Given passage:
"""

People lose between 100 and 150 hairs every day on average. However, during stressful events like Covid-19, our bodies may prematurely convert an abnormally high amount of anagen hairs into the resting stage. So, while 10% of your hair should be in the resting stage, it can increase to up to 50% in the telogen stage. This is the same reason you may experience hair loss during postpartum, after losing someone close to you, or after major surgery.

Let’s Face It: Covid-19 Induced Hair Loss is Devastating, But There’s Hope!

It’s normal to lose hair now and again, but hair loss from Covid-19 can be beyond devastating, especially for women. Telogen effluvium can harm your emotional well-being and self-image. It can make you feel less beautiful or desirable than you used to. In fact, Jada Pinkett Smith, who spoke up for the first time about her alopecia diagnosis in 2018, once described her hair loss as depressing, painful, and embarrassing. Uh-huh, it’s that bad!

Sadly, society has compelled women to endure their suffering in silence. Male hair loss is seen as being much more acceptable than female hair loss. Even worse, women’s hair loss receives less attention from the medical community.

Fortunately, we’ve got more and more women shaking off the embarrassment and drawing awareness to alopecia, especially as a result of coronavirus. For example, reality star and social influencer, Khloe Kardashian, talking about her experience with hair loss post-covid, and describing it as a struggle. 

Alyssa Milano has also repeatedly opened up about her Covid-19-related hair loss on her social media. Sharing an Instagram video of herself losing lots of hair as she brushed it, she had this to say, “Thought I’d show you what Covid-19 does to your hair. Please take this seriously…One brushing, this is my hair loss…wear a damn mask.”   

I hope this will give more women the courage to speak up about their challenges with alopecia and get the support they deserve.

While dealing with any form of hair loss can be traumatic, thank goodness telogen effluvium is temporary. Yes, while this type of alopecia means that lots of hair enters the resting phase, that’s all there is to it. You’ll usually grow your hair back once the stage is over.

When the extra hairs that were prematurely moved into telogen have shed, your telogen effluvium will typically resolve in three to six months. This is because telogen effluvium will not make you lose your hair. The hair follicles are still there, so even though hair may not grow right away, it will ultimately grow back.

"""

Exercise requirements:
[1] Rewrite the paragraph of the Covid-19 hair loss article beginning "When the extra hairs" in shorter form, keeping its main facts.
[2] According to the Covid-19 hair loss article, up to what share of a person's hair can be in the telogen stage during stressful events?
[3] Pick up the Covid-19 hair loss article after its final sentence and carry it forward.

Material shown:
"""

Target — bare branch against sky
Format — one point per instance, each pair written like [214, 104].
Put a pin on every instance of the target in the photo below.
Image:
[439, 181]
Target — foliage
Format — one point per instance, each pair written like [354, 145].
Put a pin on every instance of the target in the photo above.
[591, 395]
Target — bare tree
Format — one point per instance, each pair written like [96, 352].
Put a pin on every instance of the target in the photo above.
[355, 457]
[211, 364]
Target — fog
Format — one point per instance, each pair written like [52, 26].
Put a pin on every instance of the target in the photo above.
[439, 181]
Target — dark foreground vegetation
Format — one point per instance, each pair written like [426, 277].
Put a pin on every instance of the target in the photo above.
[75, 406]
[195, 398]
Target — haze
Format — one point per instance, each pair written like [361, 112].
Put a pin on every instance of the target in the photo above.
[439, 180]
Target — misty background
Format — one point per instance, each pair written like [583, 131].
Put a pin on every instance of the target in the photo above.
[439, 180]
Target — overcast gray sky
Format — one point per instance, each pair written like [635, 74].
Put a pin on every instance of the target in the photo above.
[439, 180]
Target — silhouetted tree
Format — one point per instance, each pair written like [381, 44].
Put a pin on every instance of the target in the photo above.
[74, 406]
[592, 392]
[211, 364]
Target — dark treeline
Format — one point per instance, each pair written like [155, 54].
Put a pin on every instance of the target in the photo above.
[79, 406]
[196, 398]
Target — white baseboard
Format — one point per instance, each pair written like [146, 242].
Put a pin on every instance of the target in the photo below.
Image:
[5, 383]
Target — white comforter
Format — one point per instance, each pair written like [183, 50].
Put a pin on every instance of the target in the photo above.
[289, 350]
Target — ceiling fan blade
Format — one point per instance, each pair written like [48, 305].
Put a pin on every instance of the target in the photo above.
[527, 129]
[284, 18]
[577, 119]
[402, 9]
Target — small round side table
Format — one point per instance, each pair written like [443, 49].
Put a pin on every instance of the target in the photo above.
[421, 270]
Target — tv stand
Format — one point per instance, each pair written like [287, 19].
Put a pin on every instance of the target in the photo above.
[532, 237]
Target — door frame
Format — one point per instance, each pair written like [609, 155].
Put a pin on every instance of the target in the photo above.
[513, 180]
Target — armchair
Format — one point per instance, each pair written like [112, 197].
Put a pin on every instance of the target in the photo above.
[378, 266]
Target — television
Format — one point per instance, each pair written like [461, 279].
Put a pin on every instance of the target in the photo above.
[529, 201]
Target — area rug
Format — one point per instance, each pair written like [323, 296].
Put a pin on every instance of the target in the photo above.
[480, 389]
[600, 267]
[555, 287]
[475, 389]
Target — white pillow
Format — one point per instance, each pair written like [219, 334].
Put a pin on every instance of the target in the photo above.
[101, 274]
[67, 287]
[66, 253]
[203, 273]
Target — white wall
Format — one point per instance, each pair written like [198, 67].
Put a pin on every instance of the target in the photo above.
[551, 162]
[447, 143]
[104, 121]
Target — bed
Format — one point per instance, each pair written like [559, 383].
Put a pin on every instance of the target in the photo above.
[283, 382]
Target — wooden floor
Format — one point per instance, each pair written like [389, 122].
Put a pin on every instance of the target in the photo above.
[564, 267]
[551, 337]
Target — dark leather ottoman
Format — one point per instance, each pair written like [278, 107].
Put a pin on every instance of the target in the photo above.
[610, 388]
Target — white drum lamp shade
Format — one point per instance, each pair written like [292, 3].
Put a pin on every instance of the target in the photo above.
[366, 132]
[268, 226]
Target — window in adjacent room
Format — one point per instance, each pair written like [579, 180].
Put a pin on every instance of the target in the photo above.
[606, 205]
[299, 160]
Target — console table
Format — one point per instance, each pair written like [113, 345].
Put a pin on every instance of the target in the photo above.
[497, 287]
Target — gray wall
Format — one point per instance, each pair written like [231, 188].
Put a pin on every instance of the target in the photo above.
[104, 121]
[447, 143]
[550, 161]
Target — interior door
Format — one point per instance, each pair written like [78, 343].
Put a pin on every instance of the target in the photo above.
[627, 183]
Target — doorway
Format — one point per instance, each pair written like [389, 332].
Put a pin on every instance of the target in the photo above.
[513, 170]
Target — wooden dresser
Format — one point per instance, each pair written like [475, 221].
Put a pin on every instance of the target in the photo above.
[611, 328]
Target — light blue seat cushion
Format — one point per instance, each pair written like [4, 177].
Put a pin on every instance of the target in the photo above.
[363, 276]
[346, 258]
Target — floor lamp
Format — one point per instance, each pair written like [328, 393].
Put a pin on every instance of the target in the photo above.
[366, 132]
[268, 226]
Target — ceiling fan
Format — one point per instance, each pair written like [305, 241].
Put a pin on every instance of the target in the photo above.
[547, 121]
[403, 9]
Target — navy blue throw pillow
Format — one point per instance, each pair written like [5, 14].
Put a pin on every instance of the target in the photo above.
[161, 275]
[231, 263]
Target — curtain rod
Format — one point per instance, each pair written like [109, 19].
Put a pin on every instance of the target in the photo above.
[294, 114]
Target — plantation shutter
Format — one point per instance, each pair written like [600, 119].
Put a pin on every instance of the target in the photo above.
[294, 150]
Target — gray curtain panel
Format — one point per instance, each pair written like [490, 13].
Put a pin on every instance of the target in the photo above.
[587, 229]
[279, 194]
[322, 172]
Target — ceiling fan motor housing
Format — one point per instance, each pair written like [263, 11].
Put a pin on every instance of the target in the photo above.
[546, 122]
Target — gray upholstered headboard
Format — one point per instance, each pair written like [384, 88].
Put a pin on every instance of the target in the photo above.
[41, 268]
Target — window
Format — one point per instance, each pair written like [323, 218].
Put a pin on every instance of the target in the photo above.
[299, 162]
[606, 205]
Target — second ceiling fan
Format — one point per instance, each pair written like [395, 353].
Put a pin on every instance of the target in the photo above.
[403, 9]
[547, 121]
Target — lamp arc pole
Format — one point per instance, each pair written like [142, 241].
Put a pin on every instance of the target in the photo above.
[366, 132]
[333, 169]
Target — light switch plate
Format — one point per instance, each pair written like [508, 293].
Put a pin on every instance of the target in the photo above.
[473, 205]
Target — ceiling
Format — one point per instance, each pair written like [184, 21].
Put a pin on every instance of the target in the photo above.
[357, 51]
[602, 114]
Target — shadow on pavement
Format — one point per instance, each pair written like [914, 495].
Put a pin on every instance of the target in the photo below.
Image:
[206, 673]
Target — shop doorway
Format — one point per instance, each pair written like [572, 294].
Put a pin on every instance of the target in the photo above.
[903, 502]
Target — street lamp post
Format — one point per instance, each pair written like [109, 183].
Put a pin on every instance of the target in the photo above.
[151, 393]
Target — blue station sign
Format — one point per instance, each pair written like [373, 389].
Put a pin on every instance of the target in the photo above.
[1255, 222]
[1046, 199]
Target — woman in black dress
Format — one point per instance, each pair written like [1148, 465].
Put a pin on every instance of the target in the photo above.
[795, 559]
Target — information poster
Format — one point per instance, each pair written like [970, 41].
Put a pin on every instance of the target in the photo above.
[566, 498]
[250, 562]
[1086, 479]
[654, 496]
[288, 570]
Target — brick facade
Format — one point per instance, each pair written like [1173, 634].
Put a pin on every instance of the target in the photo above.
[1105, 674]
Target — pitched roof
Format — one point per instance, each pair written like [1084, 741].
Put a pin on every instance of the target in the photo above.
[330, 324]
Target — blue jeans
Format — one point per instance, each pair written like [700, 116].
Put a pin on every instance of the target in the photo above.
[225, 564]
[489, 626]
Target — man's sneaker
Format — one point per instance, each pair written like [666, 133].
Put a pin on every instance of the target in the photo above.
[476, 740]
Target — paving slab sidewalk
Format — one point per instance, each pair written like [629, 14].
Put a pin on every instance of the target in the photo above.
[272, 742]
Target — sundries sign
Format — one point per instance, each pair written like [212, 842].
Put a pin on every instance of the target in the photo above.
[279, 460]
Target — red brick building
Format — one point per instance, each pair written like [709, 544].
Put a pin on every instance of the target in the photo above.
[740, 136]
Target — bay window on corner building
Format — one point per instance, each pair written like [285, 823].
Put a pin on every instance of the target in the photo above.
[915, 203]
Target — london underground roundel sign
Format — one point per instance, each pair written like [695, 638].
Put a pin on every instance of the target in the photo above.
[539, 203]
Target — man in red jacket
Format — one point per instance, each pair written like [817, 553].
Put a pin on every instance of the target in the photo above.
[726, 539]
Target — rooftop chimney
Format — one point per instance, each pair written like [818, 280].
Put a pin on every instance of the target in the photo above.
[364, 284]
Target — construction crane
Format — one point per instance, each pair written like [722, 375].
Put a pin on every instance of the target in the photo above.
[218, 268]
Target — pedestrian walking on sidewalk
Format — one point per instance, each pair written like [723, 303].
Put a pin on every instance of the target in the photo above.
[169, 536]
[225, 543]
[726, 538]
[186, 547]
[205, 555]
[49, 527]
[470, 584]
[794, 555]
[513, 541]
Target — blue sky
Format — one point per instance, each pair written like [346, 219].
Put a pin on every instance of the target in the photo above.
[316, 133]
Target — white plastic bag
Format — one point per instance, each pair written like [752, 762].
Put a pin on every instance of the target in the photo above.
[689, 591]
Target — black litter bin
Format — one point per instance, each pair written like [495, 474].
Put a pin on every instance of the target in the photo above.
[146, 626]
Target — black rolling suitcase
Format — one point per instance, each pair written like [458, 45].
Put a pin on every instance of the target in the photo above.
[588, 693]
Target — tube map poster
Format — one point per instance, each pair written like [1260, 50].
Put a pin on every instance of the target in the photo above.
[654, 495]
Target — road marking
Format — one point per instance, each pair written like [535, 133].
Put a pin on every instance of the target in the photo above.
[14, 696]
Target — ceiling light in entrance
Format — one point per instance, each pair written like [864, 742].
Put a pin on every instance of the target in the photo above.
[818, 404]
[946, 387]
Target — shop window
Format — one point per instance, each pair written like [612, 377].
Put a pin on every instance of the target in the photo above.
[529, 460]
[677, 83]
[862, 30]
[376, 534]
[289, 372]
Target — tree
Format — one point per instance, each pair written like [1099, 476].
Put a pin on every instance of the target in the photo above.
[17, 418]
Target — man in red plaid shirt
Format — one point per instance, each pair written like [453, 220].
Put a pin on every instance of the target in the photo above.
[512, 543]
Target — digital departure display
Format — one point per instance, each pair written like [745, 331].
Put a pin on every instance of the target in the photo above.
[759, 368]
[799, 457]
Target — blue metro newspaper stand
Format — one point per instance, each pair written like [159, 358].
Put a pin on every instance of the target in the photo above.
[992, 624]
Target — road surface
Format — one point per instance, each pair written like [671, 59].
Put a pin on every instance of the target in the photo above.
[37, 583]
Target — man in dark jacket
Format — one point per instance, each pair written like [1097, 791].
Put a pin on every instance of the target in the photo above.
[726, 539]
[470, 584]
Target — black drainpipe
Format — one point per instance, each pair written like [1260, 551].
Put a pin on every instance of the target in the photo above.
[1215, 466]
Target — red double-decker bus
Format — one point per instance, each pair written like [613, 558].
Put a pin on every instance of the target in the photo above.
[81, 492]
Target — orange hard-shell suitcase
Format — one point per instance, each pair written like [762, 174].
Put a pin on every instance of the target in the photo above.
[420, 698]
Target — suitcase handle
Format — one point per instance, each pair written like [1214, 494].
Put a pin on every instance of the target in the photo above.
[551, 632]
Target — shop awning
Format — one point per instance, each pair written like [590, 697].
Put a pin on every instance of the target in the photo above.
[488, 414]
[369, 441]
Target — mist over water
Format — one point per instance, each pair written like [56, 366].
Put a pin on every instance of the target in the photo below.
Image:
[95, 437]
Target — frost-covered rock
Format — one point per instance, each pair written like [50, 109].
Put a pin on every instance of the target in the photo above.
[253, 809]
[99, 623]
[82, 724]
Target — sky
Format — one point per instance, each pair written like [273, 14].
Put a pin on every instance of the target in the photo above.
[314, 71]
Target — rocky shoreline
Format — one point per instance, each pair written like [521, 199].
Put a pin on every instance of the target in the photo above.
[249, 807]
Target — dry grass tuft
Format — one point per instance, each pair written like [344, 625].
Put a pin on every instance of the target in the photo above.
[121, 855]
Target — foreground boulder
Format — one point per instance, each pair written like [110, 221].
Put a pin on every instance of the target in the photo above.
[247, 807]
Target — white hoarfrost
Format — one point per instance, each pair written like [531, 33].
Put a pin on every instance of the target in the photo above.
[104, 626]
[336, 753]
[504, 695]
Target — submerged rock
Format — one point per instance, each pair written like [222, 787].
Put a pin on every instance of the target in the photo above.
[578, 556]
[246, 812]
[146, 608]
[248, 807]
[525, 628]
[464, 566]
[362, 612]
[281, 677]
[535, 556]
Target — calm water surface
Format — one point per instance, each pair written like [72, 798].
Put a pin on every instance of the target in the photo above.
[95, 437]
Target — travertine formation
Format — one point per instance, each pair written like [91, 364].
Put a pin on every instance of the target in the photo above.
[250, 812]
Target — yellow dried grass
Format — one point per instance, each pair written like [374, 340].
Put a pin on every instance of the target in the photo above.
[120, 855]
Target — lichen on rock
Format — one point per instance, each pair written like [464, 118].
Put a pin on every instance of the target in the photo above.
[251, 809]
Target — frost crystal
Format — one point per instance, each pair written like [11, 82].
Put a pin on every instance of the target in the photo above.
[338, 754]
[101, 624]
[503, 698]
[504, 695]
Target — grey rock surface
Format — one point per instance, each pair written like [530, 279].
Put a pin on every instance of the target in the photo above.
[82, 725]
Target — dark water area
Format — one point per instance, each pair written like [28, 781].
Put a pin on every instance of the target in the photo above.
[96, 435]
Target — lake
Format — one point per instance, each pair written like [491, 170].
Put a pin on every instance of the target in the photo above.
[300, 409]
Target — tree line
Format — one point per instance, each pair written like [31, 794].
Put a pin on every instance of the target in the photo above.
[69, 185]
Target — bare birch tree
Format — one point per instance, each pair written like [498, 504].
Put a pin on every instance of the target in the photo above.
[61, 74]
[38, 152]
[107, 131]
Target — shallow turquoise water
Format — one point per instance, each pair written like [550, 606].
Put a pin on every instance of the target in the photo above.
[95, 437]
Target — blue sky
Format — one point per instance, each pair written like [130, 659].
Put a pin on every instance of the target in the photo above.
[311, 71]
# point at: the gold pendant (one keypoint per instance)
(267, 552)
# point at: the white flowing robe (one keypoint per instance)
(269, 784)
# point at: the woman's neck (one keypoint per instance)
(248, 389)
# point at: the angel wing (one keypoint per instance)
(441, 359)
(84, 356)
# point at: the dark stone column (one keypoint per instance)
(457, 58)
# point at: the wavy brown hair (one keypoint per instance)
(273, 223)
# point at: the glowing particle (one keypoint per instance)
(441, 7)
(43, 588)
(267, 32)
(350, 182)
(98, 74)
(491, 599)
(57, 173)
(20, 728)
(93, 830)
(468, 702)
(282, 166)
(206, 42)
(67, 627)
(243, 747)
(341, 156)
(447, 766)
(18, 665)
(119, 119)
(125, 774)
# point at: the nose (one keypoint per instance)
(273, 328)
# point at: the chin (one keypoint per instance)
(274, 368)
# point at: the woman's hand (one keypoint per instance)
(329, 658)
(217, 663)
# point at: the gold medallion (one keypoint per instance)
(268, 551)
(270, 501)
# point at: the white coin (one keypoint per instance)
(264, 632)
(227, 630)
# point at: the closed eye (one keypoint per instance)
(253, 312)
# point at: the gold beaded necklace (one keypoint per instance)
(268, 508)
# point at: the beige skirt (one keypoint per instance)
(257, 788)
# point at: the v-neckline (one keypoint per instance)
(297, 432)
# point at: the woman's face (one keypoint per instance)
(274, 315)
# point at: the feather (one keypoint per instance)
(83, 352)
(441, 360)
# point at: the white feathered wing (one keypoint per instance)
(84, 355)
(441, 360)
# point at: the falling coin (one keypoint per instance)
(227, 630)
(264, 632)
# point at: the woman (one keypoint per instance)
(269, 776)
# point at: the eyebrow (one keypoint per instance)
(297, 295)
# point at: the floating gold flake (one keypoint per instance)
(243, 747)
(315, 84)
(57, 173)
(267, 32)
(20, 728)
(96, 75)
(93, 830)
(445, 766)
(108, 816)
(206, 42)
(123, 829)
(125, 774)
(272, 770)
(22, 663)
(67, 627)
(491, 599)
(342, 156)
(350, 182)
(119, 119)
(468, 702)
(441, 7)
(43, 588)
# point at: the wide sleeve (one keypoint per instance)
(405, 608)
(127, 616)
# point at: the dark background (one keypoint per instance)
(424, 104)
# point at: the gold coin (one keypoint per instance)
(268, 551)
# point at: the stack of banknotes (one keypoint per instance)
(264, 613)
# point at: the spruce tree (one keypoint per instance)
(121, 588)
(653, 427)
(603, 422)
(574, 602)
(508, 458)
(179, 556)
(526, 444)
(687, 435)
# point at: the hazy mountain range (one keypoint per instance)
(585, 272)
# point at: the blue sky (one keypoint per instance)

"""

List of answers:
[1] Once the extra hairs pushed early into telogen have shed, telogen effluvium typically clears up in three to six months. It does not cause permanent hair loss. The follicles remain, so the hair will eventually grow back, even if not right away.

[2] Up to 50%.

[3]
However, note that your hair may be thinner than it once was, even after the hair loss has ceased. That results from the hair’s average growth rate, which is just approximately a centimeter every month. It can take over two years for new hairs to grow to shoulder length and for your ponytail to regain thickness if you have shoulder-length hair.

In the worst-case scenario, you may develop chronic telogen effluvium, especially if your covid lasted long. Even with that, you will not lose your hair completely, as the hair that enters the telogen phase is never more than 50%.     

All you have to do within the recovery period is ensure that you don’t have any nutritional deficiencies that can limit the process. Also, speak with your doctor about special treatment options that may speed your recovery up.                                                                                                                                                                                           

Let’s Put an End To Post-Covid Hair Loss Together

Are you suffering hair loss after successfully beating coronavirus? You’re not alone. I’ve had to fight off alopecia due to stress sometimes in my life too. Though it took me roughly six months, hair loss is frequently apparent two to three months after your stressful condition (mine was childbirth). There is no guaranteed medical treatment for this problem, but most times, your hair will resume growing at its normal rate in a few months.

During this time for me, the postpartum and breastfeeding hormones made me feel discouraged and badly hurt my self-esteem, but I was aware that I couldn’t remain dejected. I made the decision to deal with the challenging issue in true Nicole style, which meant doing it with grace, persistence, and resolve beyond anything I had ever experienced before.

Hair loss or not, Black don’t crack!